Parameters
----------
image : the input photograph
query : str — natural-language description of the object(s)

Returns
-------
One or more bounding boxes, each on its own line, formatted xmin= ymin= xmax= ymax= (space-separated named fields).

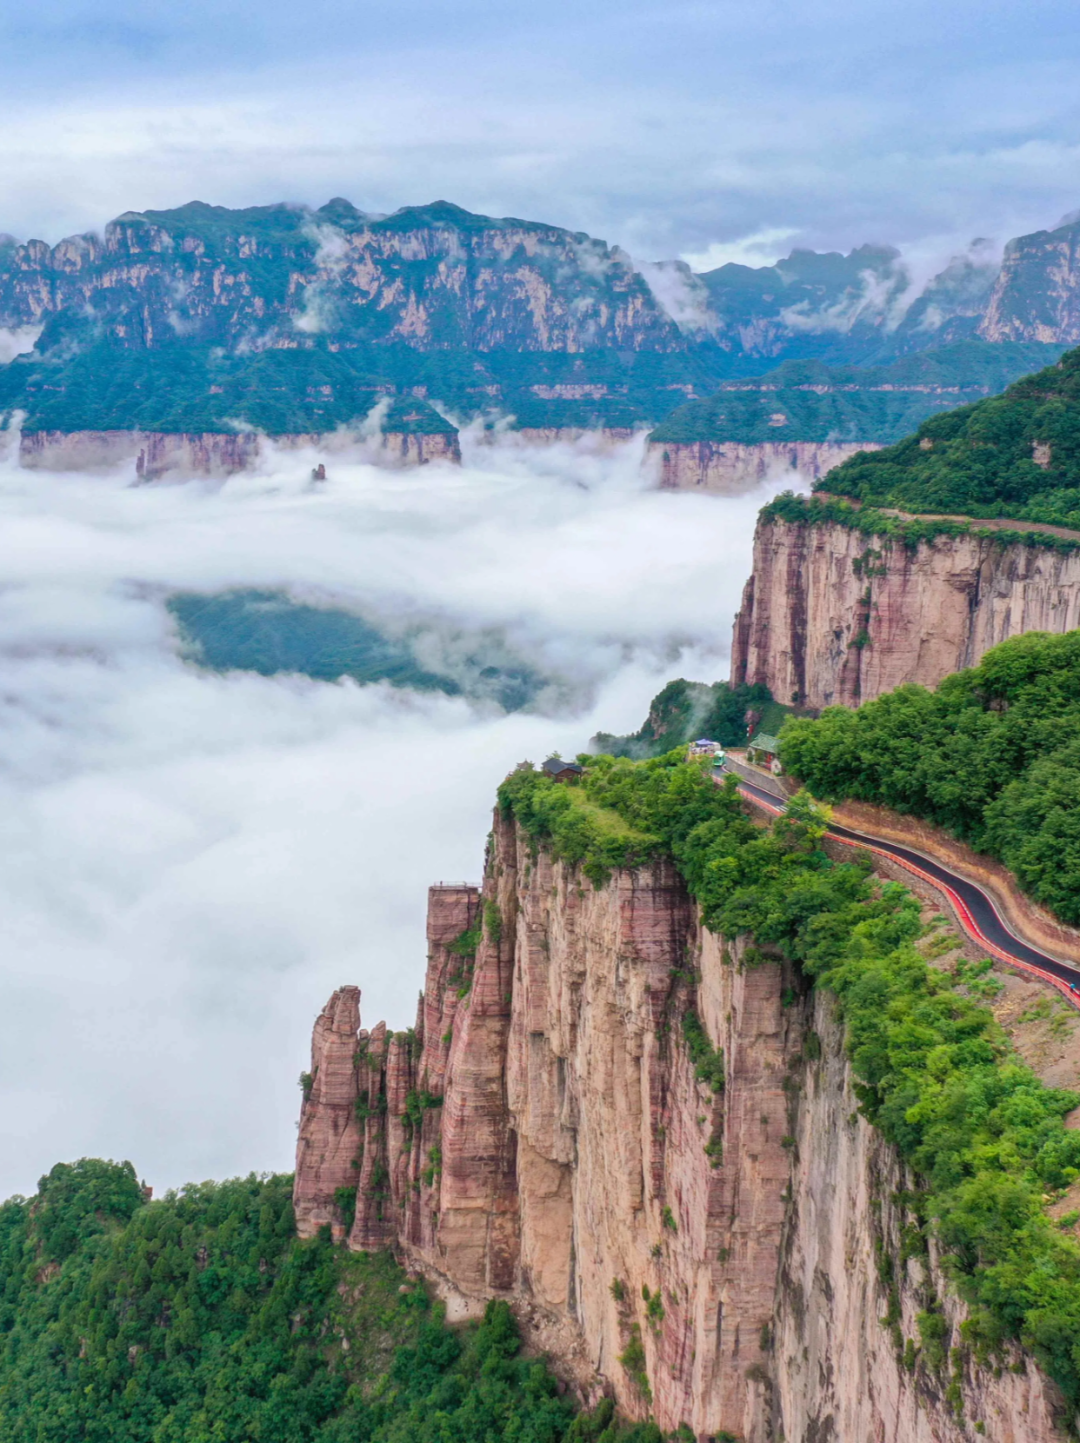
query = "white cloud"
xmin=636 ymin=258 xmax=714 ymax=332
xmin=0 ymin=326 xmax=43 ymax=364
xmin=293 ymin=221 xmax=350 ymax=334
xmin=680 ymin=227 xmax=801 ymax=274
xmin=0 ymin=433 xmax=802 ymax=1198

__Goal of the exercise__: Could every entry above be printed again exactly, images excluded?

__Result for this exercise__:
Parameters
----------
image : the input photograph
query : str — natural-language description of the object(s)

Returns
-------
One or more bounding boxes, each on its own line, formatted xmin= ymin= xmax= ymax= (space-separated named fields).

query = "white cloud"
xmin=636 ymin=258 xmax=714 ymax=332
xmin=0 ymin=326 xmax=43 ymax=364
xmin=293 ymin=221 xmax=350 ymax=334
xmin=680 ymin=227 xmax=801 ymax=274
xmin=0 ymin=433 xmax=802 ymax=1198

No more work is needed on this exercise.